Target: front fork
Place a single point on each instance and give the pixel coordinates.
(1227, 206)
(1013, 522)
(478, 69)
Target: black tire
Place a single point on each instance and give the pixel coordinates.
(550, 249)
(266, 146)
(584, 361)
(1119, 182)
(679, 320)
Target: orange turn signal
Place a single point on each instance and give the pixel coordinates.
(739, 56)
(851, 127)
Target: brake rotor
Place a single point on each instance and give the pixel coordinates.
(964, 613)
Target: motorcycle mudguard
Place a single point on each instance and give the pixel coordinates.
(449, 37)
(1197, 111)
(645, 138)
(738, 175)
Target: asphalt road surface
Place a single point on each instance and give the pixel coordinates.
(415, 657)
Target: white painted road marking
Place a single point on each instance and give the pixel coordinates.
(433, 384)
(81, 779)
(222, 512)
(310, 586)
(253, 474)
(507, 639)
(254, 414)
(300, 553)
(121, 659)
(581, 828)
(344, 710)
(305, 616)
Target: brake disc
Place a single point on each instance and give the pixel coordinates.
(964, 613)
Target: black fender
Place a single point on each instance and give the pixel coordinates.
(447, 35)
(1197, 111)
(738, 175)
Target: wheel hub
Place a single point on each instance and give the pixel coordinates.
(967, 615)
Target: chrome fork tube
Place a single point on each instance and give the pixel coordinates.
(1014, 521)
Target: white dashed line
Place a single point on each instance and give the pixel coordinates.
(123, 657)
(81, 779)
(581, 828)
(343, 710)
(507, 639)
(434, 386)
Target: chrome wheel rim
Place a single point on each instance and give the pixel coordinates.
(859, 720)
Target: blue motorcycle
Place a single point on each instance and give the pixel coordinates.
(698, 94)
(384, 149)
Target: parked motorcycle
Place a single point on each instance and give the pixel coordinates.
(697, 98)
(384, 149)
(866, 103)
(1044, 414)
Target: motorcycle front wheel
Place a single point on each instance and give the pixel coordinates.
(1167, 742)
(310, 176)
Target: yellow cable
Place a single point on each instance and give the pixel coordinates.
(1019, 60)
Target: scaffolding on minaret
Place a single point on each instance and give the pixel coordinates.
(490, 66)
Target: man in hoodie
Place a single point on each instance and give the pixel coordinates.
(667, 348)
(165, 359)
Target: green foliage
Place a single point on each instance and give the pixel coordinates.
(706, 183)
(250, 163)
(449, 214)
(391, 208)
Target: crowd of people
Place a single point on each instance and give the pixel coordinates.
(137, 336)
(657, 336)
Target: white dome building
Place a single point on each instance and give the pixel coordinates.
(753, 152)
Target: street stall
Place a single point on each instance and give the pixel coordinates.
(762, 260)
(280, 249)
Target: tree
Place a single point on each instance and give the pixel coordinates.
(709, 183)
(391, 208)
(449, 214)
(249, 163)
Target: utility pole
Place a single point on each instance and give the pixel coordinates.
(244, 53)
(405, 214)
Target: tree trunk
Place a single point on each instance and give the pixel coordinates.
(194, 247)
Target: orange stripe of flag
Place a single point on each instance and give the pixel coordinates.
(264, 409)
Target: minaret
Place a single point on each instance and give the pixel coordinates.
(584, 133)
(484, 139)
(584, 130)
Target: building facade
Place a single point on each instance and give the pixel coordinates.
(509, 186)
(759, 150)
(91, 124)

### [Exercise requirements]
All records above are to be output again exactly as they stand.

### [Solved problem]
Target: front fork
Place a single point on each instance and give the pixel coordinates.
(1227, 206)
(1013, 522)
(478, 69)
Target: black tire
Place a single point on each instance and give the pixel coordinates.
(550, 249)
(266, 146)
(584, 361)
(1119, 182)
(679, 320)
Target: orange turn signal
Place a single point on each instance and give the pixel coordinates.
(739, 56)
(851, 127)
Target: brake rotor
Place a single point on each instance and give the pixel coordinates.
(964, 613)
Target: motorcycle mudguard
Place a single point on each instance and give the pixel coordinates.
(449, 37)
(1197, 111)
(645, 138)
(738, 175)
Target: asphalt road surface
Place a single point on each instance and give the pixel coordinates.
(415, 657)
Target: white painted road marking
Place a single point on each instance and give the pixel coordinates.
(433, 384)
(81, 779)
(222, 512)
(310, 586)
(253, 474)
(507, 639)
(254, 414)
(300, 553)
(121, 659)
(581, 828)
(344, 710)
(305, 616)
Target: brake disc
Place a single point on each instance and give the pixel coordinates.
(964, 613)
Target: black fender
Place a single point on each instance and give the pixel coordinates.
(447, 35)
(1197, 111)
(738, 175)
Target: wheel hub
Place a single point on each instance and give the pixel coordinates.
(967, 615)
Target: chrome fork tube
Place a single point on each instance and give the pixel coordinates.
(1014, 521)
Target: white dashed line
Place a single point on each instance and give the pixel coordinates.
(123, 657)
(81, 779)
(581, 828)
(343, 710)
(507, 639)
(434, 386)
Target: chrome wheel rim
Place a single point on each instance and give the pixel coordinates.
(859, 720)
Target: blue motorcycle
Place a single point on each instance and give the pixel coordinates.
(698, 94)
(384, 149)
Target: parked motorcycle
Place a single point on each instance and give the pixel coordinates.
(697, 98)
(384, 149)
(866, 103)
(1044, 414)
Target: motorcycle front wheel
Place a single point on each instance and give the pixel coordinates.
(1167, 742)
(310, 176)
Target: yellow cable
Place a single point on each instance and give the pixel coordinates.
(1019, 60)
Target: scaffolding on minaret
Place a single point on each instance and give the pixel coordinates.
(490, 66)
Target: man in hoodie
Place a single point on each instance and give the pixel coordinates.
(667, 348)
(165, 359)
Target: green foliage
Place a single point on each instance and give the pixel coordinates.
(706, 183)
(250, 163)
(449, 214)
(391, 208)
Target: crowd of people
Place a single point on each instance and give the pixel coordinates.
(137, 336)
(657, 336)
Target: white dome building
Place a single point on each instance and give the pixel coordinates.
(753, 152)
Target: street stall
Place a single point on each instance and give the pixel coordinates.
(762, 260)
(280, 249)
Target: tree
Place a single point on each instance and give the pixel coordinates.
(709, 183)
(391, 208)
(449, 214)
(249, 163)
Target: utility pole
Place a single point on each instance and give the pixel coordinates.
(244, 53)
(405, 214)
Target: tree trunk
Place a single point on each instance and give the pixel coordinates.
(194, 247)
Target: orange stripe of flag
Place a single point on each instance and give the pixel coordinates.
(264, 409)
Target: minaret
Place a single point on each instance and give the pixel coordinates.
(584, 133)
(484, 139)
(584, 130)
Target: building facade
Place a single point on each instance and give the pixel coordinates.
(509, 186)
(759, 150)
(91, 124)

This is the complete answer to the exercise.